EXERCISE BRIEF: Would you output the entries below only from the line containing "Phrase -- woman with glasses" through the line containing "Phrase -- coast guard ball cap", exactly as they stand and with both ends included?

Extracted records:
------------------------

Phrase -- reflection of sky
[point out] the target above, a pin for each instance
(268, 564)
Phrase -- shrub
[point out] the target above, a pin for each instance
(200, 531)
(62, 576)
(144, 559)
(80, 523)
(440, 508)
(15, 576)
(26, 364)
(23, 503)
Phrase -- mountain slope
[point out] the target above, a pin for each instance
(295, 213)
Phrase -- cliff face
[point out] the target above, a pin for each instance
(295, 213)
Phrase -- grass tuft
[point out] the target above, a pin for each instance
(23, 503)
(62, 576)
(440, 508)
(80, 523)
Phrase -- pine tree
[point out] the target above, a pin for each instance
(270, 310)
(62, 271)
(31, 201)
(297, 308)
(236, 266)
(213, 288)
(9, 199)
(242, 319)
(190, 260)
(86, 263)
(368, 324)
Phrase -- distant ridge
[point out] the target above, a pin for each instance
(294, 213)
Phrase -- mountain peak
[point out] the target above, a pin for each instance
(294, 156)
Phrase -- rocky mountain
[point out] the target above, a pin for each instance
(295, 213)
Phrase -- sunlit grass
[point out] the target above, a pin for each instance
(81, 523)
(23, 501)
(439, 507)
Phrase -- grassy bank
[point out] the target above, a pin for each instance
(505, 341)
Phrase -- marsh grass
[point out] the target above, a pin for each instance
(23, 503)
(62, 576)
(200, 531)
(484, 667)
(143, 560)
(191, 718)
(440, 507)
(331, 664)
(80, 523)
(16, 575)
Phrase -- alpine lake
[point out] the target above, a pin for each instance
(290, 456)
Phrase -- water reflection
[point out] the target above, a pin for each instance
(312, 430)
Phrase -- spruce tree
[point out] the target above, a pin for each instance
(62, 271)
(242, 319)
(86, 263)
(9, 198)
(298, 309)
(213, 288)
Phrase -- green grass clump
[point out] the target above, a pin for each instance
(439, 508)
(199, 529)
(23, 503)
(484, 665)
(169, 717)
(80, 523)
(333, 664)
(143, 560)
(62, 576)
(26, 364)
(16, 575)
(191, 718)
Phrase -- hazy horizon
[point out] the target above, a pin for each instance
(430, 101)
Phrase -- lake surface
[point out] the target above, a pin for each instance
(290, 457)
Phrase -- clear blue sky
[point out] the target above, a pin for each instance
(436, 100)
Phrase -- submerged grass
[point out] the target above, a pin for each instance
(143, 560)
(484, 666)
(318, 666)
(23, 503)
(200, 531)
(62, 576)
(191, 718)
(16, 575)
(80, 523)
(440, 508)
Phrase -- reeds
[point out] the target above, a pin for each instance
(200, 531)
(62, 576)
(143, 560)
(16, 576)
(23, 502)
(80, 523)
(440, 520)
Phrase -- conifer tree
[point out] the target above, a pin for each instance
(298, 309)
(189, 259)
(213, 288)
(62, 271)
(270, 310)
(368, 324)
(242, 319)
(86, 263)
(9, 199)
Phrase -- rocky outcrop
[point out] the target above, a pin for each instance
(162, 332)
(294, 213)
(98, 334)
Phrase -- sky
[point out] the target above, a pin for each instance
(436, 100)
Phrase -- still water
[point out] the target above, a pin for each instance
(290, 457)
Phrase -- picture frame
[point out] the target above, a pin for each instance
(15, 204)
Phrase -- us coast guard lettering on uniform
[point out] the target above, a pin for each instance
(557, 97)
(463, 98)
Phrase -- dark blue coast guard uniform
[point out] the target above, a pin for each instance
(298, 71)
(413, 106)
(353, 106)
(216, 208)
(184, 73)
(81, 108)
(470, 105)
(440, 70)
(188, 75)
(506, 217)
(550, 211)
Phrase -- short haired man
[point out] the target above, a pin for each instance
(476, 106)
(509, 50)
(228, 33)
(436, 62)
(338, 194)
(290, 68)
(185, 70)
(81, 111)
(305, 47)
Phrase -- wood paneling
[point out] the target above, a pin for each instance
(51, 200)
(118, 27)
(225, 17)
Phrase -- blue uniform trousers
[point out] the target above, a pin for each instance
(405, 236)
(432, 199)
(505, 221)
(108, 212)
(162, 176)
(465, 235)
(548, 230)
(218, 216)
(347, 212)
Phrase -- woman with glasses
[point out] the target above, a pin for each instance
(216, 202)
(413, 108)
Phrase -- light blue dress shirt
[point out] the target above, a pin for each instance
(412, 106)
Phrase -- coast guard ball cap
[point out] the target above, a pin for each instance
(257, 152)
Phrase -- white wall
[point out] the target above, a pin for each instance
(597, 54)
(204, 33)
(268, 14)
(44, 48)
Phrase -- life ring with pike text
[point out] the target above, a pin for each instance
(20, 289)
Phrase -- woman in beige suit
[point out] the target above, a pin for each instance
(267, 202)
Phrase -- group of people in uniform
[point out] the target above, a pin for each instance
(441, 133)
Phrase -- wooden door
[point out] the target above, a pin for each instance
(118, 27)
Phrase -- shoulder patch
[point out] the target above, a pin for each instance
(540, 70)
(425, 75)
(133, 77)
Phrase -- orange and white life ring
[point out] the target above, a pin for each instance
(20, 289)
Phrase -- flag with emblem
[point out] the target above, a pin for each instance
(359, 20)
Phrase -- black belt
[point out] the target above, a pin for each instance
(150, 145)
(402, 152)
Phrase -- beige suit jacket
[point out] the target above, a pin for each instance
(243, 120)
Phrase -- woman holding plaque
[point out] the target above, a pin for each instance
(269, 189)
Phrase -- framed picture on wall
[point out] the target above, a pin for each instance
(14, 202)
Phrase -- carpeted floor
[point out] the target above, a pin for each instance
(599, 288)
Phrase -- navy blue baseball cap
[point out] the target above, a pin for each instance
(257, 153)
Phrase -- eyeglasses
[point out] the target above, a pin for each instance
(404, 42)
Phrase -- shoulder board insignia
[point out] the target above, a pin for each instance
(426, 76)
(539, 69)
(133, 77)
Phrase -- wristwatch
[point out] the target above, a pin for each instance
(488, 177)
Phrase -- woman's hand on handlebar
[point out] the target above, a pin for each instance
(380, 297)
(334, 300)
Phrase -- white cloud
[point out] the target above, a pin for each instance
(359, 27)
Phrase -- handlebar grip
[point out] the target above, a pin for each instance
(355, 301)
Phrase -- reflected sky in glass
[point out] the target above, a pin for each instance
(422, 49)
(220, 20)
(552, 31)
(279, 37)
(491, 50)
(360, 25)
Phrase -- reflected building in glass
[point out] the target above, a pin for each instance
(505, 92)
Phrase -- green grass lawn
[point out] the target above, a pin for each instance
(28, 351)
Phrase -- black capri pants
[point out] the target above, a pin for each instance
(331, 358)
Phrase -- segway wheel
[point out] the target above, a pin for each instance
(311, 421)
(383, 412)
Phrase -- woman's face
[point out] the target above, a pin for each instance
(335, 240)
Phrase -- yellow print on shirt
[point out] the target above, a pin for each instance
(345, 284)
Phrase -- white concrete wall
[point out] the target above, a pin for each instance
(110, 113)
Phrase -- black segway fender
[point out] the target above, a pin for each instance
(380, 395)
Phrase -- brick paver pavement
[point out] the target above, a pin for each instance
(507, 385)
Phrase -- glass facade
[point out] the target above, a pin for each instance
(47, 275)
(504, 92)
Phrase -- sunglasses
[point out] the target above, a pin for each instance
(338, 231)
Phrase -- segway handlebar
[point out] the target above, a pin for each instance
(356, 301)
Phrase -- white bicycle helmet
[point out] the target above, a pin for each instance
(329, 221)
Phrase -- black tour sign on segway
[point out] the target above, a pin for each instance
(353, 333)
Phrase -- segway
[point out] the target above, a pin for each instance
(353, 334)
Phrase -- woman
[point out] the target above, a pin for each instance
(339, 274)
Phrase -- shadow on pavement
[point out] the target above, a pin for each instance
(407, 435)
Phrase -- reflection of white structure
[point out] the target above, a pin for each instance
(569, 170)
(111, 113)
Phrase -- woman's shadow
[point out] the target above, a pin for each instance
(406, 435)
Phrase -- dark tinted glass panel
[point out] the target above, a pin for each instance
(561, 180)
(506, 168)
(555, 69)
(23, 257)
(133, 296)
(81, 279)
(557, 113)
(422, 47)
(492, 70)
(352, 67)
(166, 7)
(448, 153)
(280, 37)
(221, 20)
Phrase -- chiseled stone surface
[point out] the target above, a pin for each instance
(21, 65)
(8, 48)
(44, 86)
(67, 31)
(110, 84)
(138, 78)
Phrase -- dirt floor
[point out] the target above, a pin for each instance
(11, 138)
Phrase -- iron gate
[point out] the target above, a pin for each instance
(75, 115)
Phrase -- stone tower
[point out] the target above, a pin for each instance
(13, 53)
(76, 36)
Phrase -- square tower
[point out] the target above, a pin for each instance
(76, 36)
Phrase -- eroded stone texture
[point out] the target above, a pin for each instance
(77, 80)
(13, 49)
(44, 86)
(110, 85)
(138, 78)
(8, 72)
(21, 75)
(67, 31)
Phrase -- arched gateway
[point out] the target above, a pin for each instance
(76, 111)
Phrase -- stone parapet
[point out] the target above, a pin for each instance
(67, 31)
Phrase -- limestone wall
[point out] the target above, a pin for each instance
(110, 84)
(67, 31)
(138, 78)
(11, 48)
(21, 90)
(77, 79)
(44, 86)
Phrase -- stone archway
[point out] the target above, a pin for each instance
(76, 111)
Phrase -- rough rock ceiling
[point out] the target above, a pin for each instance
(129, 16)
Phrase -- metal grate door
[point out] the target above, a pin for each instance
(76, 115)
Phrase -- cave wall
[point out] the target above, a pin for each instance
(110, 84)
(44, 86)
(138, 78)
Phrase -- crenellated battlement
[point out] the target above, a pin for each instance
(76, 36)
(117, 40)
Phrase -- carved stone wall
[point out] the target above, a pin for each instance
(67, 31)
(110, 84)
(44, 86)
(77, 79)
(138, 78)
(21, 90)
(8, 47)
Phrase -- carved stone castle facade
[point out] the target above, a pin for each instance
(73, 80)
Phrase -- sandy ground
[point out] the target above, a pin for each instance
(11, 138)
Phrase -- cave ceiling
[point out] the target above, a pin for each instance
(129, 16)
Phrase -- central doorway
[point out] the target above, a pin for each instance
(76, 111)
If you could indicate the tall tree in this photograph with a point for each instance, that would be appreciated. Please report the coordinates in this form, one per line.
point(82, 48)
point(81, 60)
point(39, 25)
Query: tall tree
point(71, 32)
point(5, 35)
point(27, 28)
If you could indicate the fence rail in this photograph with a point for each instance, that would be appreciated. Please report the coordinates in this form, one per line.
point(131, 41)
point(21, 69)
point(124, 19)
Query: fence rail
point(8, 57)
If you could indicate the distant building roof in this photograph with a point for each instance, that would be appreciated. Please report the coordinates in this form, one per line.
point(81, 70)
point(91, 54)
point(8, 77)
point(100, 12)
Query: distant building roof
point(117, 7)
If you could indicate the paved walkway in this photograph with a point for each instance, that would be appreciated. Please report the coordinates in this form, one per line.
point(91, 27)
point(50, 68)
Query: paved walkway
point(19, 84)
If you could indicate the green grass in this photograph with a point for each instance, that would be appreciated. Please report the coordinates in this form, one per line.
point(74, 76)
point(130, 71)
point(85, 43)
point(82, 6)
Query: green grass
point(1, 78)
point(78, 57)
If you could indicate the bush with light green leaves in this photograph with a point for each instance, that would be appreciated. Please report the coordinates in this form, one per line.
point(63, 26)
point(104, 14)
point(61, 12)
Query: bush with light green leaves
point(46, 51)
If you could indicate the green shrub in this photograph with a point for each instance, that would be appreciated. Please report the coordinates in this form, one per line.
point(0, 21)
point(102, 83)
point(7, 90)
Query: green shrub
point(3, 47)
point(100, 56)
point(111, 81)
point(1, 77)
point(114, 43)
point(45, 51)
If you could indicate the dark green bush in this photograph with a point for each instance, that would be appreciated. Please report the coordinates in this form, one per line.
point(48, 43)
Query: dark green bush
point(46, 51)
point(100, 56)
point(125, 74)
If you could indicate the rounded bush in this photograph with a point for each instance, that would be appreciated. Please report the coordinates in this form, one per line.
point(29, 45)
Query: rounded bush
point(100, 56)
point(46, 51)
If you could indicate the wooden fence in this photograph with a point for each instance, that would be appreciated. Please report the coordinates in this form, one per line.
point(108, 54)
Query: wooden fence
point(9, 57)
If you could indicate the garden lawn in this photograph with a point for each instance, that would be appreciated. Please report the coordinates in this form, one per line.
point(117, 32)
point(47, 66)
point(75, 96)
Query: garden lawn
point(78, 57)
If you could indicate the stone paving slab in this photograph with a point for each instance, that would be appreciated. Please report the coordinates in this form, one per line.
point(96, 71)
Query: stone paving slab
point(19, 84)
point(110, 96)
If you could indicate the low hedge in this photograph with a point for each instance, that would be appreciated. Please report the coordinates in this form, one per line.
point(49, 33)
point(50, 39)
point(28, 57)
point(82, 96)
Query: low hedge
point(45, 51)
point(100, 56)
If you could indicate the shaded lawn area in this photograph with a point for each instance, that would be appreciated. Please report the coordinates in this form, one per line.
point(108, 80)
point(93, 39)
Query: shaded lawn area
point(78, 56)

------------------------

RESULT:
Phrase -- woman with glasses
[point out] the target above, a pin for each instance
(216, 202)
(413, 108)
Phrase -- light blue dress shirt
[point out] the target above, a pin for each instance
(412, 106)
Phrase -- coast guard ball cap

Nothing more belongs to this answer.